→ **Provided records**
━━━
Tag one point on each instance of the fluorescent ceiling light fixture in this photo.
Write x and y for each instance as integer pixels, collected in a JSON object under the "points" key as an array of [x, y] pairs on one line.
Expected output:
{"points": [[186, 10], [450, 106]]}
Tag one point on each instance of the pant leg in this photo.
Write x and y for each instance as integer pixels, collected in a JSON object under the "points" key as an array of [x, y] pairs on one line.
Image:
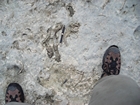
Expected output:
{"points": [[116, 90], [16, 103]]}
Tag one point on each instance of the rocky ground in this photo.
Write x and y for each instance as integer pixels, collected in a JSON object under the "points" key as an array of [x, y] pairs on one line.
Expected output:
{"points": [[52, 72]]}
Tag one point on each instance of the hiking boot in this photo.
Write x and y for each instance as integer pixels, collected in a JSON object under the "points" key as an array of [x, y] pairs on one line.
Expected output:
{"points": [[14, 93]]}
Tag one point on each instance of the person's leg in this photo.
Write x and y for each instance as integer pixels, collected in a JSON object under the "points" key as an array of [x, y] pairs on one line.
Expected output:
{"points": [[114, 89], [16, 103], [14, 95]]}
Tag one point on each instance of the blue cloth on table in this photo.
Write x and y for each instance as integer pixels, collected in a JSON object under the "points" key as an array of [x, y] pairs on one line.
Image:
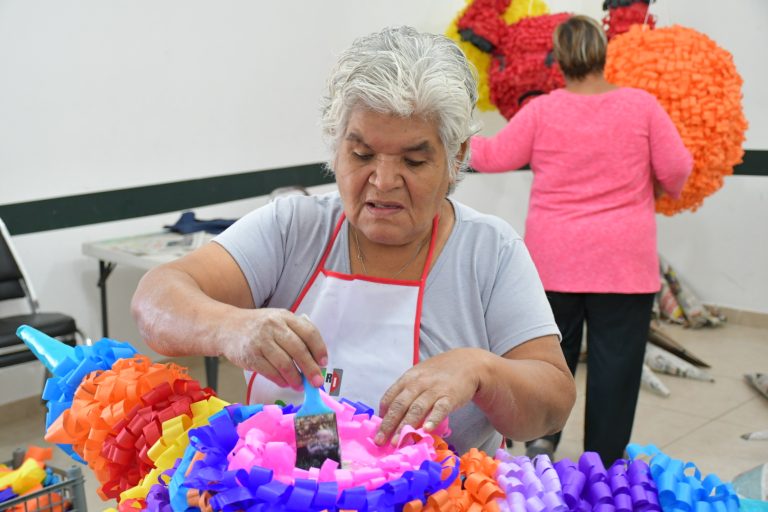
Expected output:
{"points": [[188, 223]]}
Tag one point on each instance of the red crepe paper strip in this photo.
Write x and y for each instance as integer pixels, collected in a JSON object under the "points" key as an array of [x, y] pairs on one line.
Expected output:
{"points": [[464, 35], [696, 82], [621, 17], [523, 66], [102, 408]]}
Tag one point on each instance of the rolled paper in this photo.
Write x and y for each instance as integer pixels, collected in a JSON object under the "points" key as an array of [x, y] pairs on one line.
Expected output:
{"points": [[29, 475], [760, 435], [759, 381], [660, 360], [515, 11], [697, 83], [680, 485], [68, 367], [531, 482], [649, 381], [49, 351], [244, 464], [625, 486]]}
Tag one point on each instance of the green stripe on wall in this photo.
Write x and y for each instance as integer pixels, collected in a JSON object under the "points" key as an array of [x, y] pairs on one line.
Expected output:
{"points": [[80, 210], [112, 205], [755, 163]]}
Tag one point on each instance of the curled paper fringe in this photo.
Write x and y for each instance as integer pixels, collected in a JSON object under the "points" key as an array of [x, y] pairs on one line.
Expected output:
{"points": [[620, 18], [232, 486], [529, 484], [698, 85], [526, 68], [515, 11], [680, 485], [624, 487], [66, 376], [172, 443]]}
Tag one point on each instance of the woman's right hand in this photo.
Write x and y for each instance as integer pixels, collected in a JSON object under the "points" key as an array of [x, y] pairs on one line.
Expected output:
{"points": [[277, 344]]}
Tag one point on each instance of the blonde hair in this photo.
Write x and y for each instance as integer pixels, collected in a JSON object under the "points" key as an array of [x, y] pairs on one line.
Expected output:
{"points": [[579, 46]]}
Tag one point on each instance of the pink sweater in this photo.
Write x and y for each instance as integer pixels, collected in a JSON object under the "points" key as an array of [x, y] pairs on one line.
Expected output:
{"points": [[591, 225]]}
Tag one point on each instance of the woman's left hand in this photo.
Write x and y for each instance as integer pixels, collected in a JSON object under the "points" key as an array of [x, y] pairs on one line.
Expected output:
{"points": [[428, 392]]}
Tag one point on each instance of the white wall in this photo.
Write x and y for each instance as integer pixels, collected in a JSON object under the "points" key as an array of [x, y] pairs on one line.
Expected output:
{"points": [[101, 95]]}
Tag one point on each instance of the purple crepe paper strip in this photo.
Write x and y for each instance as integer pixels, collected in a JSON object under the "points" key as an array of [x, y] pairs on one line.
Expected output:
{"points": [[680, 484], [531, 485], [256, 489], [624, 487]]}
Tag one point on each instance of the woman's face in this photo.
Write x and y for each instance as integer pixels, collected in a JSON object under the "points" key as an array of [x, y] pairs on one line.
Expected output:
{"points": [[392, 176]]}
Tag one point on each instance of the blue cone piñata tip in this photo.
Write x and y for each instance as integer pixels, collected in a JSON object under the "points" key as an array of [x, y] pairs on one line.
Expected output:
{"points": [[69, 366]]}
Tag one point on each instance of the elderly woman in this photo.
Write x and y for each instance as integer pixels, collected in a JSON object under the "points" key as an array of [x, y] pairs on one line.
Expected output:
{"points": [[597, 152], [388, 291]]}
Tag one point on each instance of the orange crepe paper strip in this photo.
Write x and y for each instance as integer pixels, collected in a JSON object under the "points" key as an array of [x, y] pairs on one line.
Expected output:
{"points": [[478, 492], [696, 82]]}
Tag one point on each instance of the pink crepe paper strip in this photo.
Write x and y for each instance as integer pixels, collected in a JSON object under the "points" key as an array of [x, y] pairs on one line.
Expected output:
{"points": [[268, 439]]}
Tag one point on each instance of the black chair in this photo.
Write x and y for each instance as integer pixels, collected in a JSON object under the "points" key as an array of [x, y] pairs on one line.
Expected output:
{"points": [[14, 284]]}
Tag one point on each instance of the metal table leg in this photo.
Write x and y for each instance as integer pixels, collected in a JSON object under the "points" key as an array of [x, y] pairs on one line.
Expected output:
{"points": [[105, 269], [212, 372]]}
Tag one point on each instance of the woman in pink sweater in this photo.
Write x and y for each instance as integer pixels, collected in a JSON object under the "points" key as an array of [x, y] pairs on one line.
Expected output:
━━━
Make an exact copy of the data above, pictures excluded.

Tag one point on each instance of the fluorescent ceiling light fixture in this photo.
Write x and y for each instance as integer pixels, collected in a JSON object under the "points" key as an array of [x, y] pairs on one line.
Expected output:
{"points": [[186, 10], [450, 106]]}
Tag one point on each instance of the pant leg in this photo.
Write x and y for each instance as integer pixels, collected in a JSON object under the "points" key as an array of [x, y] pairs on one line.
Image:
Expected output:
{"points": [[116, 90], [16, 103]]}
Tag one point on each instance of the rocky ground in this photo.
Write x and y for each instance as integer pixels, collected in a JSON object under the "points" key as an array of [x, y] pairs on one line.
Expected output:
{"points": [[52, 72]]}
Tag one point on each instance of the hiking boot in this photo.
Write x and y for each instance as integer pixels, collected in a JSON object under the "points" key as an array of [x, y] pairs on one line.
Expected output:
{"points": [[14, 93]]}
Tag one point on each instance of the person's leg in this photo.
Write x and y for each instance as integer pixels, collected in a JSON object under the "points" key as an array of [x, y] pairs on one line.
Expected output:
{"points": [[114, 89], [16, 103], [14, 95]]}
Tag one point on each instance of the blue cloth on table in this photo.
Write x and y for each instance as integer pixels, collected in a JSON object under the "points" key as an array of [x, y] pairs on one line.
Image:
Expected output:
{"points": [[188, 223]]}
Tag one point on each instance of the red crepe paper strip in this photo.
Write x and y for each instance as integer pixels, collected in a JSON object under the "points" key as an array of [x, y] pairs on one line.
Expected output:
{"points": [[464, 35], [696, 82], [621, 17], [523, 66], [102, 408]]}
Tag one point on each instance of the rolled paper in this photo.
Write x and y for each instance as integer pixels, collected in a JSON object under the "points" key as an array of [x, y] pairs on one line.
Expected output:
{"points": [[29, 475], [760, 435], [759, 381], [660, 360], [515, 11], [697, 83], [680, 485], [68, 367], [531, 482], [649, 381], [49, 351], [244, 464], [625, 486]]}
Tag one point on each instance of the green stripe on wall in this photo.
Write x and y for each instance as integer pixels, collected in a JSON object under the "points" key as an array of [x, y] pairs on one line.
Expected output:
{"points": [[80, 210], [112, 205], [755, 163]]}
Tag one point on each instance of the curled paper fringe in this photo.
Write x and y for each instance as integer pixels, collected in a JSON object under the "points" key as an array of [x, y] pairs on one line.
Expected output:
{"points": [[620, 18], [232, 486], [529, 484], [698, 85], [526, 68], [515, 11], [680, 485], [624, 487], [66, 376], [172, 443]]}
Tag one point on each instance of the woman's right hand in this photo.
Write x and y for each instance as integer pixels, collected in a JSON object under the "points" key as an array of [x, y] pairs on one line.
Expected output:
{"points": [[277, 344]]}
Tag one point on each instance of the blonde hair in this photo.
Write x and y for each instance as integer pixels, collected in a JSON object under the "points" key as an array of [x, y] pairs on one line.
Expected output:
{"points": [[579, 46]]}
Tag one point on each instance of the pink sweater in this photo.
Write x and y for each instance as integer pixels, collected in a JSON object under the "points" key as an array of [x, y] pairs on one line.
Expected output:
{"points": [[591, 225]]}
Tag one point on each instance of the woman's left hand in this photo.
Write x and y for each instance as integer pixels, collected in a JSON object under the "points" key as an array of [x, y] pairs on one line.
Expected output:
{"points": [[428, 392]]}
Tag one point on each instance of the white wall in this photo.
Write x and y for each instance as integer pixels, collected in a JSON object under the "points" key as an array of [x, y] pairs on one line.
Expected output:
{"points": [[101, 95]]}
Tag one point on each instance of the purple crepe paper strip in this photo.
Write x and y for each instance as integer pixels, collected in a JSON object under the "points" key as an array of [x, y] pairs on one line.
Expected output:
{"points": [[680, 484], [531, 485], [256, 489], [624, 487]]}
Tag one point on each instance of the woman's face in this photo.
Write x and y for each instance as integer pixels, collected in a JSON object under the "points" key as an array of [x, y] pairs on one line.
Expected output:
{"points": [[392, 176]]}
Tag one point on each instance of the blue cone piñata tip in this photo.
Write x and y for each instance as integer pixels, collected in a JSON object under the "points" key as an array of [x, y] pairs on one line.
Expected output:
{"points": [[69, 366]]}
Tag one point on each instance of the elderly woman in this photo.
Write x and y for each instance as integer pixels, collected in a JSON object under the "points" key as an array of [x, y] pairs on one line.
Expected output:
{"points": [[597, 152], [388, 291]]}
Tag one point on each instance of the orange crepe paper strip in this photo.
Write x and y for each instance as integer pixels, collected in a JSON object under the "points" key as an array of [x, y] pairs on one line.
Expected output:
{"points": [[478, 492], [696, 82]]}
Tag one point on each instance of the pink crepe paper strip in this photo.
Write x and y for each instance as integer pixels, collected in a JSON object under the "points" key as an array of [x, y] pairs on one line.
Expected output:
{"points": [[268, 439]]}
Tag one point on each instance of the black chair in this photo.
Write x and y for each instance as integer pixels, collected in a JSON object under the "points" key as an array of [x, y] pairs on one line.
Expected output:
{"points": [[14, 284]]}
Tag one point on each instance of the metal table leg in this photo.
Write x and y for each instance as integer pixels, collected in a JSON object under the "points" key as an array of [x, y] pairs on one line.
Expected output:
{"points": [[105, 269], [212, 372]]}
Tag one point on each instance of the woman in pink sweater in this photo.
Write x and y for each instance as integer pixels, collected in a JSON object under the "points" key as an array of [x, y] pairs on one line.
Expected output:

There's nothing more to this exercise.